■ DATA SECTION
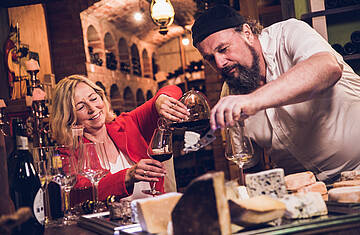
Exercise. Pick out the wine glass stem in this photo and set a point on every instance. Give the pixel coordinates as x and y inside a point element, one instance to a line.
<point>241,172</point>
<point>47,204</point>
<point>153,189</point>
<point>66,203</point>
<point>95,195</point>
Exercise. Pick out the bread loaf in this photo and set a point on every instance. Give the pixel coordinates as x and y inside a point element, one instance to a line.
<point>346,183</point>
<point>318,186</point>
<point>235,192</point>
<point>345,194</point>
<point>203,209</point>
<point>154,213</point>
<point>256,210</point>
<point>270,182</point>
<point>299,180</point>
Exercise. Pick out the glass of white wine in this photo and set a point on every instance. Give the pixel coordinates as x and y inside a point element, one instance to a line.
<point>42,162</point>
<point>238,147</point>
<point>94,164</point>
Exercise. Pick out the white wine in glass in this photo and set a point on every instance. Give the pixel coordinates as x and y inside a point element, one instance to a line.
<point>238,148</point>
<point>64,170</point>
<point>94,165</point>
<point>160,149</point>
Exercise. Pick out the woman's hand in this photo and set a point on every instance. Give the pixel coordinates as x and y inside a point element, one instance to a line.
<point>171,108</point>
<point>145,170</point>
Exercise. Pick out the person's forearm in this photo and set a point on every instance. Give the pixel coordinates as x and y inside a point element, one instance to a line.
<point>303,82</point>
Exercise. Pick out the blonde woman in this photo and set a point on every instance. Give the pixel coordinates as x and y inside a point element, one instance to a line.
<point>77,100</point>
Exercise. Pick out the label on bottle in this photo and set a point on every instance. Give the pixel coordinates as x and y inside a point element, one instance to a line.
<point>22,143</point>
<point>38,207</point>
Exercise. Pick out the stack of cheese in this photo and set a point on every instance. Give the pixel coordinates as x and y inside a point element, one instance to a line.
<point>347,190</point>
<point>305,203</point>
<point>304,182</point>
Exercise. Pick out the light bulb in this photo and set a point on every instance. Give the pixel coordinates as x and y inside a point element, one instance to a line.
<point>185,41</point>
<point>138,16</point>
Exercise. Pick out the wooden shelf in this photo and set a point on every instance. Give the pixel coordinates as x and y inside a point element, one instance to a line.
<point>270,9</point>
<point>327,12</point>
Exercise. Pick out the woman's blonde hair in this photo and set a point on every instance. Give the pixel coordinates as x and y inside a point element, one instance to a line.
<point>63,112</point>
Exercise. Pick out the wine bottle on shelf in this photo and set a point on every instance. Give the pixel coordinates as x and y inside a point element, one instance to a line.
<point>350,48</point>
<point>25,186</point>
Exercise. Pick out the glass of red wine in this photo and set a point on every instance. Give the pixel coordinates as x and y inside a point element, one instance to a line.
<point>160,149</point>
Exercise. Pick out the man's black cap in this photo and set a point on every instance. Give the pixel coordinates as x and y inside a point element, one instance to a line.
<point>215,19</point>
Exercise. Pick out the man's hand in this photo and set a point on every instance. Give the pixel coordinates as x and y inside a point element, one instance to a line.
<point>171,108</point>
<point>230,109</point>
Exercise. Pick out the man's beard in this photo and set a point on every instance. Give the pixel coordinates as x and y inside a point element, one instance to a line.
<point>247,79</point>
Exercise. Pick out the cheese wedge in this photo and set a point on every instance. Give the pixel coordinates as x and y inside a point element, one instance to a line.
<point>256,210</point>
<point>345,194</point>
<point>318,186</point>
<point>154,213</point>
<point>270,182</point>
<point>304,205</point>
<point>299,180</point>
<point>350,175</point>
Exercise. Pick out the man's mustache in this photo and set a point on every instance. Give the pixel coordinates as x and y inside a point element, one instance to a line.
<point>228,68</point>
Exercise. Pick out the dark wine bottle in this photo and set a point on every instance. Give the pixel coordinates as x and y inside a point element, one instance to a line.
<point>329,4</point>
<point>350,48</point>
<point>340,49</point>
<point>355,37</point>
<point>25,187</point>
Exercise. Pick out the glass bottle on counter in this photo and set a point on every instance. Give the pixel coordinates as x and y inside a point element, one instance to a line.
<point>25,186</point>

■ GIVEN EXERCISE
Arrange all the records above as a two-column CSV headed "prompt" and "points", one row per record. Quote each field, replace line breaks inside a field with spaces, and leave out the pictures.

■ FULL SOLUTION
prompt,points
"Exercise. Pick out the wine glass stem in this photo and set a point on every instance. Give the pixel coordinates as x and y inside a point element, one instance to a line.","<point>241,172</point> <point>47,204</point> <point>153,189</point> <point>66,203</point> <point>95,195</point>"
"Exercise. Pick out the bread loaf in this photo and set a point on every instance. Give the pixel coordinates as x and y inside a point element, one instance to a line.","<point>346,183</point> <point>318,186</point> <point>235,192</point> <point>345,194</point> <point>203,209</point> <point>154,213</point> <point>256,210</point> <point>270,182</point> <point>299,180</point>"
"Exercise. Pick out the glass of white wine in this photo and set a point on every instance. Give the pixel coordinates as x and y inside a point element, one instance to a line.","<point>42,162</point> <point>238,147</point> <point>94,164</point>"
"Exercise. Pick out the white wine in glass in this photo and set a point on every instance. Give the pixel coordinates as x and y inside a point element, one instance to a line.","<point>238,148</point> <point>64,170</point> <point>94,165</point> <point>160,149</point>"
"Exercise. Pick out the woman's hand in this photo and set a point on every instance. Give the pixel coordinates as x and y inside a point element, one instance to a line.","<point>171,108</point> <point>145,170</point>"
"Exercise. Pick out the person's forearm in this photo and set a point on every instance. Give the pixel coordinates as x and y inside a point element, one instance to a line.","<point>303,82</point>"
"Exercise. Pick out the blonde woman in this photo and set a point on every instance. Give the pixel coordinates as x and y inside a point element, one instance to a line.","<point>77,100</point>"
"Exercise. Pick out the label on bottle in this photo and set a point on every instance. Give the pixel coordinates as x and y inside a point element, one instance to a line.","<point>22,143</point> <point>38,207</point>"
"Exercise. Pick out the stack of cheese in this photo and set a point on every instance. Give the pixel coordinates as x and y inside a point element, one instance to a line.","<point>347,190</point> <point>305,203</point> <point>304,182</point>"
"Exercise. Pick out the light bulb in this photo and set a point on every instance. Give the pixel coordinates as x and y inside a point element, one instance to a line.","<point>185,41</point> <point>138,16</point>"
"Exercise. Pick out the wooden shelf in this photo and set a point on every instance. Give the pixel coordinates as x and y inside a point element, one instance to a line.","<point>270,9</point> <point>327,12</point>"
"Exercise. Pick out the woman's blonde hair in this photo and set a point on every instance. Give the pixel coordinates as x and y inside a point element, one instance to a line.","<point>63,112</point>"
"Exercise. Pick out the wine bottle on shelf in this photo and set a point on every instance. Give the pixel coordinates as x and y inside a point element, one instance to a line.","<point>350,48</point> <point>25,186</point>"
"Exercise. Pick out the glass of red wine in this photo and set a point on every instance. Give the pixel coordinates as x and y inside a point element, one instance to a line.","<point>160,149</point>"
"Exercise. Pick out the man's black cap in this photo and set a point on every instance. Give the pixel coordinates as x and y inside a point element, one instance to a line.","<point>215,19</point>"
"Exercise. Pick out the man's hand in this photo and set a point on every instance. Give the pixel coordinates as x and y inside a point element, one instance to a line.","<point>171,108</point> <point>230,109</point>"
"Exercise. Pick out the man's beard in this photo and set a point on every instance. Give the pixel coordinates as x and y inside a point element, one instance to a line.","<point>247,79</point>"
"Exercise. Pick out the cheese wedge in this photo and set a point on every instance. Give the pixel coordinates as x and y inside a point element, one instance to a line.","<point>256,210</point> <point>345,194</point> <point>318,186</point> <point>154,213</point> <point>270,182</point> <point>304,205</point> <point>299,180</point> <point>350,175</point>"
"Exercise. Pick out the man's mustache in this photo and set a point on every instance. Give the pixel coordinates as x and y inside a point element, one instance to a line.","<point>228,68</point>"
"Exercise. Pick out the dark wine bottle in this photo and set a point on every instance. Give the pixel coordinates as x and y inside a point element, one instance to a line.","<point>329,4</point> <point>350,48</point> <point>340,49</point> <point>355,37</point> <point>25,187</point>"
"Exercise. Pick out the glass bottle on counter in this photo and set a point on every instance. Give the pixel coordinates as x and y inside a point element, one instance to a line.","<point>25,186</point>"